- The task -
Images are not part of the copy; write out the rest of the data exactly as given.

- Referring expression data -
>>>>

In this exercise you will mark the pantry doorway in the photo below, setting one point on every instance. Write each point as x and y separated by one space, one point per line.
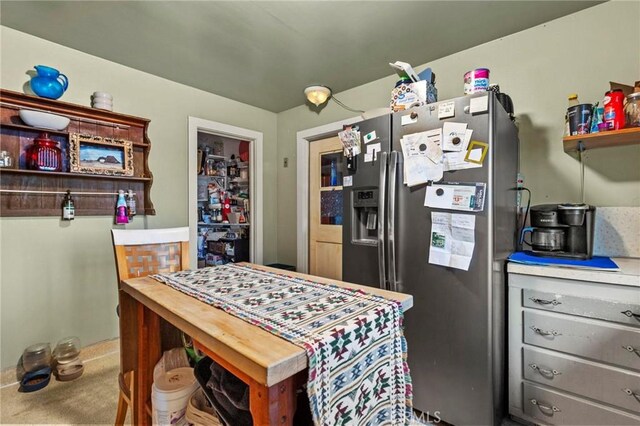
234 170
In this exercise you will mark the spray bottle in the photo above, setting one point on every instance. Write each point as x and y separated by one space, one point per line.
131 204
121 209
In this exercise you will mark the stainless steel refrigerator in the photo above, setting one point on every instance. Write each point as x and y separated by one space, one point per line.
456 328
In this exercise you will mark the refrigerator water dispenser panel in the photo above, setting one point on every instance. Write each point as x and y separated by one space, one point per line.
364 218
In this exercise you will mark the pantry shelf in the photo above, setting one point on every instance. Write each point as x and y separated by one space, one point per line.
613 138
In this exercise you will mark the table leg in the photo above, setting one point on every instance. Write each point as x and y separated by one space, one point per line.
274 405
269 405
148 354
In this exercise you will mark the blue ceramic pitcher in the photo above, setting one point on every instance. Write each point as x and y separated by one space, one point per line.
49 83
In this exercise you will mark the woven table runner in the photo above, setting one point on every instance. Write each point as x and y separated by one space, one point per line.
358 374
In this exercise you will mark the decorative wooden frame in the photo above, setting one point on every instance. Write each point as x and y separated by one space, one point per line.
78 142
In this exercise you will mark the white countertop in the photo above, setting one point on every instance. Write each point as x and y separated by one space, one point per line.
629 273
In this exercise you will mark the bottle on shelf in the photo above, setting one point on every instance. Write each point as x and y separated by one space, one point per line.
334 174
68 207
232 170
131 204
613 109
121 209
572 100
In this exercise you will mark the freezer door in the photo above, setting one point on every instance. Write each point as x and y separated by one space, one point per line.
455 329
364 208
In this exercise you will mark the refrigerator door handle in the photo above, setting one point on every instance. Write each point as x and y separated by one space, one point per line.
391 215
382 195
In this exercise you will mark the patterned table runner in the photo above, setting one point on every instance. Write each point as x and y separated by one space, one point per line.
358 374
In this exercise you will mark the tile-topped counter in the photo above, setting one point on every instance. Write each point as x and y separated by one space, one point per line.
629 273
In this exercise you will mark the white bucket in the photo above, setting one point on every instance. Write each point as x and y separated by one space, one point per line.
170 394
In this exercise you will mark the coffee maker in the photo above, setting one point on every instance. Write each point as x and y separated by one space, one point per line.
561 230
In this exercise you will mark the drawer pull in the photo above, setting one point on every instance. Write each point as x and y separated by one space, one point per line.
545 372
545 332
545 409
632 393
632 349
553 302
631 314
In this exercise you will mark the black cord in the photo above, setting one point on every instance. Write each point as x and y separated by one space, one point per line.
526 213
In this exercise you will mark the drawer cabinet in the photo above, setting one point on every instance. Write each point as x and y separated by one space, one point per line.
574 351
549 407
608 310
596 381
591 339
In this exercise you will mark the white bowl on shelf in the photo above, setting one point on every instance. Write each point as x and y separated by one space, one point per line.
103 105
102 95
43 120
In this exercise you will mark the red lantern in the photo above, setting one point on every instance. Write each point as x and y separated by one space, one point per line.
44 154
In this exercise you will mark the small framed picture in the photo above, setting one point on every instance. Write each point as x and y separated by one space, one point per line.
100 156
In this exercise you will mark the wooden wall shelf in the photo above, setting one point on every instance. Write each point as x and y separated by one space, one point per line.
40 196
613 138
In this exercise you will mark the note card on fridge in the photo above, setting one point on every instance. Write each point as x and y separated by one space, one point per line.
456 196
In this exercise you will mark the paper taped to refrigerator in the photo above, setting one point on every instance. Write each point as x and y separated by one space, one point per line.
419 155
372 152
456 196
453 135
350 139
456 160
452 239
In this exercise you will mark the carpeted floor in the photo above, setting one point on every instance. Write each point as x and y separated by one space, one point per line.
90 399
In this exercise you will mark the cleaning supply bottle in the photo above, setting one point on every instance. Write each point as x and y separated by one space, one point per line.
334 174
131 204
68 207
572 100
121 209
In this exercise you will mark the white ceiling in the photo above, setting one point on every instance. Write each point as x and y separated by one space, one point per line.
265 53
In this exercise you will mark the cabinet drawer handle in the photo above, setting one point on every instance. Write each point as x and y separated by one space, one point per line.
632 393
632 349
553 302
544 372
631 314
545 332
545 409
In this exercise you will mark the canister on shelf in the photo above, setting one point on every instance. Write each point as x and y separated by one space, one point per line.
613 111
632 110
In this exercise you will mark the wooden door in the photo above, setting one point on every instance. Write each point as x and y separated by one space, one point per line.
325 208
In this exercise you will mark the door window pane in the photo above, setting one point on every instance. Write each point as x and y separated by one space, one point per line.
331 169
331 207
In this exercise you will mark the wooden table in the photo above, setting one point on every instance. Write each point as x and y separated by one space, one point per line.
272 367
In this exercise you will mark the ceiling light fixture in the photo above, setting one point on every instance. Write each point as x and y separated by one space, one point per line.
319 94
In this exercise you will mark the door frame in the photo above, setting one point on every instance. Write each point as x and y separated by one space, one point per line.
255 183
303 139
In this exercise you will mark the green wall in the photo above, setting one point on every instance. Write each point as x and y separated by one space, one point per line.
538 68
59 279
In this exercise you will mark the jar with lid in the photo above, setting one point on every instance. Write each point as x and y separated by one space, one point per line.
44 154
5 159
632 110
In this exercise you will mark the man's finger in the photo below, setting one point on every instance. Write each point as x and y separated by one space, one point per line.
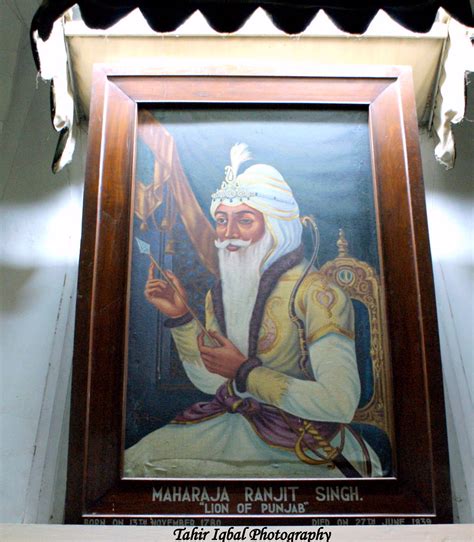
175 280
223 341
209 350
156 282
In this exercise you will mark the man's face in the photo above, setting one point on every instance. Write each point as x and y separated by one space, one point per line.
239 222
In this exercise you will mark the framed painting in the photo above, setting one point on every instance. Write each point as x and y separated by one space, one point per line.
255 331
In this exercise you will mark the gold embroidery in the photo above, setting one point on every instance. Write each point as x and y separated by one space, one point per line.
271 328
270 386
314 281
329 328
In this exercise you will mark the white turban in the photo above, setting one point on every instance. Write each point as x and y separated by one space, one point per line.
263 188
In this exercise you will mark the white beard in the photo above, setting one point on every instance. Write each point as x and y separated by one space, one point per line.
240 276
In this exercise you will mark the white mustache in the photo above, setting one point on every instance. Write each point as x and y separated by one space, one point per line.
234 242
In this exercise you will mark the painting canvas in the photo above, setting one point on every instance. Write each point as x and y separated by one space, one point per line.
257 344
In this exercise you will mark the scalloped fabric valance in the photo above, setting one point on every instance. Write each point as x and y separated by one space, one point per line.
289 16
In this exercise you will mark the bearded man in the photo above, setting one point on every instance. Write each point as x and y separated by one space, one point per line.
282 366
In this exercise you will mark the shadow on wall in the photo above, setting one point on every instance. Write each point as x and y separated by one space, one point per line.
15 297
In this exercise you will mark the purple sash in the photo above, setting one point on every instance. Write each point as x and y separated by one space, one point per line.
275 427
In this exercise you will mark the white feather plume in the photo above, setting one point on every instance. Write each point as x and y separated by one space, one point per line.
239 154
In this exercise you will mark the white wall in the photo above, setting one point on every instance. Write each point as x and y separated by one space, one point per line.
40 225
39 228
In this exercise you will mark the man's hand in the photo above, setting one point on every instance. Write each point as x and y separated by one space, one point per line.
162 296
224 359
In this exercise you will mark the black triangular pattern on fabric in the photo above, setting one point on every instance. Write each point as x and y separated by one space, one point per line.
227 20
95 17
218 306
421 21
291 20
168 18
228 16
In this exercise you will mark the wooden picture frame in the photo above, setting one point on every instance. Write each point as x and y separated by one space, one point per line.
407 400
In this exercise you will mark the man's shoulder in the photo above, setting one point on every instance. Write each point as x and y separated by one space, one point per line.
316 290
312 278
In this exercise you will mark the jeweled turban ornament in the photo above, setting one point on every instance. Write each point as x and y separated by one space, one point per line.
230 188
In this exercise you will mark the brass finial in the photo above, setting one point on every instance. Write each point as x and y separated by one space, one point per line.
342 244
169 249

<<<<

- Exercise answer -
In this exercise you will mark the pantry doorway in the photo below, setting one point on every instance. Write each point as x and y separated by one space, one point per line.
234 170
In this exercise you will mark the spray bottle in the photo above, setting one point on every instance. Write each point as x and y separated by one space, one point per line.
131 204
121 209
In this exercise you will mark the stainless steel refrigerator in the photo above, setting one point on every instance. Write each point as x and y separated by one space, one point per line.
456 328
In this exercise you will mark the refrigerator water dispenser panel in the photo above, setting one point on every instance. Write each point as x and y separated by one space, one point per line.
364 218
In this exercise you will mark the pantry shelf in the photo above, setting one point on every instance. Write each point as x and y separated by one space, one point per line.
613 138
In this exercise you will mark the table leg in the photo above, setting one point on every instance. Write each point as x and y separated by one space, one point per line.
274 405
269 405
148 354
In this exercise you will mark the blue ceramic pitcher in the photo above, setting one point on every instance. Write each point as x and y separated by one space, one point per line.
49 83
In this exercise you will mark the woven table runner in the photo above, setting one point on every instance. Write each point as x and y separated by one space, one point per line.
358 374
In this exercise you will mark the decorative wooden frame in the photo above, setting one point on every instance. Write each point as x and y separated by one space, one point per line.
78 142
In this exercise you will mark the white countertop in the photo above, setting one point on every instance. Write each point as x and y separated by one space, one point per line.
629 273
In this exercise you will mark the bottle on shelf in the photo above, setting one point on every instance. Write each point as x and y separated by one space, one point per line.
334 174
68 207
232 170
131 204
613 109
121 209
572 100
In this exercise you will mark the freezer door in the photo above, setting one point on every instance. Write each point as x and y separated by one space, one point per line.
455 329
364 208
In this exercise you will mark the refrigerator door handle in the photo above, setting one point on every instance. Write each point as x and y separated by one space, one point per line.
391 215
382 195
In this exercise you will mark the patterned table runner in the photo above, setting one point on every instance. Write each point as x and y separated by one space, one point per line.
358 374
In this exercise you will mark the tile-topped counter in the photo above, setting one point on every instance. Write each point as x and y separated by one space, one point per line.
629 273
In this exercise you will mark the white bucket in the photo above, setting one point on every instance. Write each point as x and y separated by one space, one point per line.
170 394
In this exercise you will mark the coffee maker in the photo above, setting one point on every instance. Write each point as x and y separated by one space, one point per line.
561 230
In this exercise you will mark the drawer pull in the photo above, setting one point on every instance. Write each point as x and y separated by one space, one point per line.
545 372
545 332
545 409
632 393
632 349
553 302
631 314
In this exercise you will mark the black cord in the photo above, setting one point on every instance. Write each point as x and y separated by one space, one point per line.
526 213
In this exercise you will mark the drawer cabinet in the photo above, setting one point on every instance. Write each point as x and y separated by one space, one point per line.
574 351
549 407
608 310
596 381
591 339
In this exercise you will mark the white bowl on shelf in the photo above, setting one point on every instance. Write each point as x and y separated by one space, one point per line.
103 105
102 95
43 120
In this exercise you will mark the red lantern in the photo above, setting one point on every instance. Write each point as x and y separated by one space, one point per line.
44 154
In this exercise you will mark the small framed picture in the photo above, setting one point on every instance. Write each point as x and y separated by one space, one point per line.
100 156
In this exercise you will mark the wooden wall shelf in the photo above, setting one point on every instance. Write each point as x and y separated by one space, one point per line.
40 196
613 138
In this exercise you will mark the note card on fridge in the photo above, setting one point on every instance. Write each point as x and y separated by one space, one point per line.
456 196
In this exercise you will mark the paper taped to refrigerator in the photo above, setting one point on every instance. Write each point as x and y separated by one space, one point per line.
419 155
372 152
456 196
453 135
350 139
456 160
452 239
In this exercise you will mark the carpeted floor in the photo above, setting one point on every instance. Write each point as x and y separated by one space, one point per line.
90 399
In this exercise you will mark the cleaning supply bottle in the photo above, setting one point on every instance. Write each point as x and y separated by one space, one point per line.
334 174
131 204
68 207
572 100
121 209
In this exercise you will mark the white ceiling in the photo above, setting one point on every instance. Write each point as x and y separated by one space, one point per line.
265 53
In this exercise you will mark the cabinet drawer handle in the photo above, setting one point on every instance. Write each point as x and y separated by one space, one point per line.
632 393
632 349
553 302
544 372
631 314
545 332
545 409
In this exercise you will mark the canister on shelf in the photo above, setting one point on every instance. Write each point as x and y separated by one space, one point per line.
613 111
632 110
In this exercise you will mark the wooden door in the photo above, setting one point on every instance. Write each point as x and y separated by one space, one point per line.
325 208
In this exercise you will mark the door window pane in the photo above, setting one point on every instance. Write each point as x and y separated by one space, one point per line.
331 169
331 207
In this exercise you will mark the wooden table in the photo above, setting one point on every instance. Write each point as x and y separated by one space, one point per line.
272 367
In this exercise you will mark the ceiling light fixture in the photo above, setting one point on every instance. Write each point as x and y separated by one space, one point per line.
319 94
In this exercise you will mark the door frame in the photo above, setting one point on every instance. Write each point as x and y separated by one space, one point per line.
255 183
303 139
In this exercise you will mark the green wall in the photo above, setting one point on every instance. Write each point as x and y separated by one space, one point per line.
538 68
59 279
In this exercise you will mark the jar with lid in the photo above, setting one point on every instance. Write each point as x and y separated by one space, one point per line.
44 154
5 159
632 110
In this exercise you will mark the man's finger in the photo below, setting one point on every instance. Write each point as x and y separated by one space, one point per line.
175 280
223 341
209 350
156 282
In this exercise you will mark the man's face in the photo above, setting one point on every instance. Write each point as x and y separated by one space, one point per line.
239 222
In this exercise you will mark the framed painting in the photo above, setting one point on every instance. Write each point as x and y separated by one space, one point per line.
255 331
In this exercise you will mark the gold embroidery in the photo above, setting one point on every instance. Write each point as x and y separated by one space, one point per line.
271 328
270 386
314 281
329 328
In this exercise you will mark the white turban in the photo above, setting one point on every instance. Write each point as x and y separated by one space, one point per line.
263 188
In this exercise you will mark the white beard in the photo above, setting one point on every instance. Write each point as x and y separated by one space, one point per line.
240 276
In this exercise you will mark the white mustache in the photo above, setting one point on every instance. Write each point as x and y separated by one space, one point per line.
234 242
In this exercise you will mark the painting canvas in the photo above, setting one point on every instance. Write each point as x and y separated by one space, one point per line.
257 344
In this exercise you will mark the scalloped fabric valance in the photo above, setting one point on every instance. Write each point as x and y separated by one space, one point per line.
289 16
In this exercise you will mark the bearded man in the photo above, setting one point on every instance. Write each point as x and y separated by one space, one point per line.
282 366
In this exercise you will mark the shadow on wall in the photo above, setting one point on every instance. Write each point as x and y separated by one space, one point per line.
15 297
In this exercise you will mark the purple sash in the photo above, setting one point on every instance. Write each point as x and y separated by one space, one point per line.
275 427
In this exercise you will mark the white feather plume in the photo above, setting one point on every instance. Write each point as x and y separated by one space, one point per line.
239 154
In this exercise you will mark the white wall in the photo above, setting one point on every instance. Write each point as x and y separated by one space, one point per line.
40 225
39 228
In this exercise you will mark the man's hand in the photo above, setting one point on every instance. Write each point as x and y separated by one space, one point per line.
162 296
224 359
In this exercise you will mark the black triangular pattern on fabric in the photo above, setting one point on every instance. Write each point as x and y separated by one space, one point per line.
227 20
95 17
218 306
421 21
291 20
168 18
228 16
In this exercise you will mark the wooden picture frame in the photo above, setting one point on every instance. Write each point as x and y separated by one space, one point per line.
407 400
In this exercise you will mark the man's shoulder in the photo above, setting one point on every instance. Write each point as x and y separated by one space, one point per line.
316 290
312 278
In this exercise you will mark the jeweled turban ornament in the photo above, setting one point on every instance. Write each point as x and y separated by one space, one point per line.
230 188
In this exercise you will mark the brass finial in the photo above, setting one point on every instance. Write each point as x and y separated by one space, one point per line.
342 244
169 249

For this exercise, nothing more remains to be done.